EXERCISE PROMPT:
Repeat the data verbatim.
## Start RECORDS FOR PROCESSING
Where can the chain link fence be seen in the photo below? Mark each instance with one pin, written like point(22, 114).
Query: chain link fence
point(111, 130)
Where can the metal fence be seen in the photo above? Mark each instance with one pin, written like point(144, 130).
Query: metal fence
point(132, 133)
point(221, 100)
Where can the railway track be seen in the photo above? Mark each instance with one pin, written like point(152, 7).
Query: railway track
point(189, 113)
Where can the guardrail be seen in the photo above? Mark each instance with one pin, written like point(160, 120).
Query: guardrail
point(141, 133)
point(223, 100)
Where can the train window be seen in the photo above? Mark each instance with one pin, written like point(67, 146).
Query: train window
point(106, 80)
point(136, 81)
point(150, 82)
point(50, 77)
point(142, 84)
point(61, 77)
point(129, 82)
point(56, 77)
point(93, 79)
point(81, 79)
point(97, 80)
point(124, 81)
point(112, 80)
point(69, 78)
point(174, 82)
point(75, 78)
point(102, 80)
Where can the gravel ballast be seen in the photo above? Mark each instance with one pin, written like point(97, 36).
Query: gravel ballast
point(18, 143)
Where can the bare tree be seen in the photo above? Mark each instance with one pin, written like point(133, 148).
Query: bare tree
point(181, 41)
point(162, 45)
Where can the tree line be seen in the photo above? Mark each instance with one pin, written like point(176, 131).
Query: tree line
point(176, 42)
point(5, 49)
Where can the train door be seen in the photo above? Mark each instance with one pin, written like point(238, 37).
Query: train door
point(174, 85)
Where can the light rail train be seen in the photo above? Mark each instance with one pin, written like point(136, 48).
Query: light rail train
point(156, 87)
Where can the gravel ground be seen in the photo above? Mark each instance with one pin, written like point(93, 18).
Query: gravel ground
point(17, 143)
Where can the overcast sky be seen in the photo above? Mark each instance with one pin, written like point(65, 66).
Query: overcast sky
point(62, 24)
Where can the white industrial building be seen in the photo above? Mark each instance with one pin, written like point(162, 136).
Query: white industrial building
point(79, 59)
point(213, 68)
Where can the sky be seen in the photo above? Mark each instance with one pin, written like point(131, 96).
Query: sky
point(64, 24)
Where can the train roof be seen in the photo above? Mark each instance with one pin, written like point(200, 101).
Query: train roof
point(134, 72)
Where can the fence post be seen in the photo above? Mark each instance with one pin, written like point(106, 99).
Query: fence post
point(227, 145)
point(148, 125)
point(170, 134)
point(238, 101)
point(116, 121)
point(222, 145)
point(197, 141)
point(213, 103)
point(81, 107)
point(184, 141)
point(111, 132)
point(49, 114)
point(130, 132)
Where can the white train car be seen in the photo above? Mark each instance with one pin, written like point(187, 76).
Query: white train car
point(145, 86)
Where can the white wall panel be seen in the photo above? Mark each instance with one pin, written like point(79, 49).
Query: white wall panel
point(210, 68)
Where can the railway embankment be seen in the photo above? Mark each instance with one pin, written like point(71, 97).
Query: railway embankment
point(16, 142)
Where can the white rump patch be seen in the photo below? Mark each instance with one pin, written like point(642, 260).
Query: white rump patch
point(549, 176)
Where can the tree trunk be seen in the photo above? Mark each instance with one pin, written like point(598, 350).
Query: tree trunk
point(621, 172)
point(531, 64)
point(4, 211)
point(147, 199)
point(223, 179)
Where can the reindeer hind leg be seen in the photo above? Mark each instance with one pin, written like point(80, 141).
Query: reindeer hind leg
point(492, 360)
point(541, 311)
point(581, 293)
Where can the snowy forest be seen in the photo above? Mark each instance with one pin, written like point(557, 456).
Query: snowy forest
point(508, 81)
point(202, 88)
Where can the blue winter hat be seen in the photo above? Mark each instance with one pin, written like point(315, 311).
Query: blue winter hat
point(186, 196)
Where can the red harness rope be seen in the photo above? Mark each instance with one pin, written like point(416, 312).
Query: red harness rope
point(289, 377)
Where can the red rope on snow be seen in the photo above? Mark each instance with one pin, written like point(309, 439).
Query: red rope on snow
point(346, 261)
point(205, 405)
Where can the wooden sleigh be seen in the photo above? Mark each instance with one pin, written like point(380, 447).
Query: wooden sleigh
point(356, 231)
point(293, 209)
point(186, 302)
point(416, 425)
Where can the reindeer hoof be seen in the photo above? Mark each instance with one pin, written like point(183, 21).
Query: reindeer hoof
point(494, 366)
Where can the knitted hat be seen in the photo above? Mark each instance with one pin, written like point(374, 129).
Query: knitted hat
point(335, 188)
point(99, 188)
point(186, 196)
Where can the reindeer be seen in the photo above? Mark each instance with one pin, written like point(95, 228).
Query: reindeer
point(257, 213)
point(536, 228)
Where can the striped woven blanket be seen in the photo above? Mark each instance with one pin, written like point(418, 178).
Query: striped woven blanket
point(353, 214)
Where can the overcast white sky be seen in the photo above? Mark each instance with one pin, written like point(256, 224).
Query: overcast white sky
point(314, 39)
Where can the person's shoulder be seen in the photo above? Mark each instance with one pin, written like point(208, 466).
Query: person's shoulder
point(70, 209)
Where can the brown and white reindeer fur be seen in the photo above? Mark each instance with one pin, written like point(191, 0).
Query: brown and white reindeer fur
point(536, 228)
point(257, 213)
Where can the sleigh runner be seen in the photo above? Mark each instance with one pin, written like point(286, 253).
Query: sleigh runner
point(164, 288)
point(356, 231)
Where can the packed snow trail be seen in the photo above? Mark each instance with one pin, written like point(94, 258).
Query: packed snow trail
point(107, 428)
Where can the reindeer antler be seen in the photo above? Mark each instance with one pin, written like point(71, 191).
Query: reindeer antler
## End RECORDS FOR PROCESSING
THE REPLY:
Where can the chain link fence be seen in the photo below? Mark each instance with one pin, written like point(22, 114).
Query: chain link fence
point(111, 130)
Where can the metal fence be seen in the photo above? Mark each instance with one pin, written like point(144, 130).
Query: metal fence
point(132, 133)
point(221, 100)
Where can the railway track be seen in the photo above? Mark each instance with one pin, written like point(152, 7).
Query: railway track
point(189, 113)
Where can the guardrail be seen in the photo above? Mark each instance with one pin, written like point(160, 120).
Query: guardrail
point(141, 133)
point(223, 100)
Where can the train window be seen in the photo above? Mark each instance with one pin, written like point(67, 146).
Query: train window
point(106, 80)
point(136, 81)
point(150, 82)
point(50, 77)
point(142, 84)
point(61, 77)
point(129, 82)
point(56, 77)
point(93, 79)
point(81, 79)
point(97, 80)
point(124, 81)
point(112, 80)
point(69, 78)
point(174, 82)
point(75, 78)
point(102, 80)
Where can the gravel ballast be seen in the photo above? Mark each instance with one pin, written like point(97, 36).
Query: gravel ballast
point(18, 143)
Where can the bare tree be seen in the photo above? Mark each instance with one pin, written like point(133, 148).
Query: bare tree
point(181, 41)
point(162, 45)
Where can the tree line be seen in the photo above? Mark each instance with one pin, written like point(176, 131).
Query: tree line
point(176, 42)
point(5, 49)
Where can the train door be seen in the photo above? Mark each instance with one pin, written like point(238, 37).
Query: train door
point(174, 85)
Where can the light rail train be seen in the photo above? Mark each instance with one pin, written like point(136, 48).
Query: light rail train
point(156, 87)
Where can the gravel ground be seen in the photo above? Mark each instance with one pin, written like point(93, 18).
Query: gravel ground
point(17, 143)
Where can the overcast sky be seen in the photo above? Mark each instance with one pin, written like point(65, 66).
Query: overcast sky
point(62, 24)
Where can the white industrial building be seen in the photo above? Mark each instance with one pin, written like point(162, 136).
Query: white industrial building
point(79, 59)
point(213, 68)
Where can the sky be seen in the photo above? Mark each instance with one pin, written like point(131, 96).
Query: sky
point(64, 24)
Where can the train roof be seen in the photo above? Mark each instance with one pin, written like point(200, 101).
Query: train roof
point(134, 72)
Where can the fence post be seen in the photo above? Mark each instance with one pin, written like point(106, 99).
Query: fence post
point(227, 145)
point(148, 125)
point(170, 134)
point(238, 101)
point(116, 121)
point(222, 145)
point(197, 141)
point(213, 103)
point(81, 107)
point(184, 141)
point(111, 132)
point(49, 114)
point(130, 132)
Where can the white train car be seen in the photo above? Mark each instance with one pin, written like point(187, 76).
Query: white train car
point(145, 86)
Where can the white wall panel be seen in the photo above? Mark each instance with one pin, written like point(79, 49).
Query: white wall panel
point(210, 68)
Where can the railway embankment be seen in the photo above? Mark each instance with one pin, written like point(71, 97).
Query: railway embankment
point(16, 142)
Where can the white rump patch be seen in the photo below? Mark each instance with one pin, written like point(642, 260).
Query: white rump patch
point(549, 176)
Where can the tree trunk be seen in the photo above? Mark each instance with one pin, written like point(598, 350).
Query: tree trunk
point(621, 172)
point(531, 64)
point(4, 211)
point(147, 199)
point(223, 179)
Where can the reindeer hind leg be seen in the photo above? Mark each instance with one pin, written like point(80, 141).
Query: reindeer hind leg
point(492, 360)
point(541, 311)
point(581, 293)
Where can the snowy forest be seen in the photo above? Mark each instance with one pin, written like point(557, 456).
Query: snowy forest
point(508, 81)
point(202, 88)
Where can the blue winter hat be seen in the photo above? Mark each instance with one pin, written like point(315, 311).
Query: blue winter hat
point(186, 196)
Where can the red harness rope be seen in the photo above? Mark each instance with one pin, written like point(416, 312).
Query: red harness rope
point(289, 377)
Where can the red rope on snow be seen in the photo above? Mark each instance with one pin, written like point(309, 439).
Query: red rope on snow
point(346, 261)
point(205, 405)
Where can the wooden sleigh be seen in the photo above? Mark each instance with one pin, written like point(380, 447).
Query: wooden sleigh
point(356, 231)
point(293, 209)
point(186, 302)
point(416, 425)
Where can the reindeer hoof be seen in the photo above? Mark each instance with one pin, written like point(183, 21).
Query: reindeer hoof
point(494, 366)
Where can the knitted hat be seen in the photo above? Mark each instance with one pin, written like point(374, 129).
Query: knitted hat
point(335, 188)
point(99, 188)
point(186, 196)
Where can the reindeer be seen in the photo above? Mark each instance with one pin, written like point(95, 228).
Query: reindeer
point(257, 213)
point(536, 228)
Where can the striped woven blanket be seen in the photo above? Mark each instance with one pin, written like point(418, 178).
Query: striped woven blanket
point(353, 214)
Where can the overcast white sky be seen in the photo above? Mark each instance with one pin, written like point(256, 224).
Query: overcast white sky
point(314, 39)
Where can the person's shoulder be seen in the photo above? Mark each instance with one pin, written like point(208, 466).
Query: person's shoulder
point(70, 209)
Where can the brown and white reindeer fur be seen in the photo above? Mark each instance with one pin, written like point(191, 0).
Query: brown and white reindeer fur
point(536, 228)
point(257, 213)
Where can the sleigh runner be seen in the photo above? Mark each instance with one pin, written like point(286, 253).
Query: sleigh runner
point(164, 288)
point(356, 231)
Where can the packed snow trail be seen in the photo above? Mark each instance with one pin, written like point(94, 258).
Query: packed snow trail
point(107, 428)
Where can the reindeer antler be seen in the photo above? Mark each instance with one pin, written like point(71, 191).
Query: reindeer antler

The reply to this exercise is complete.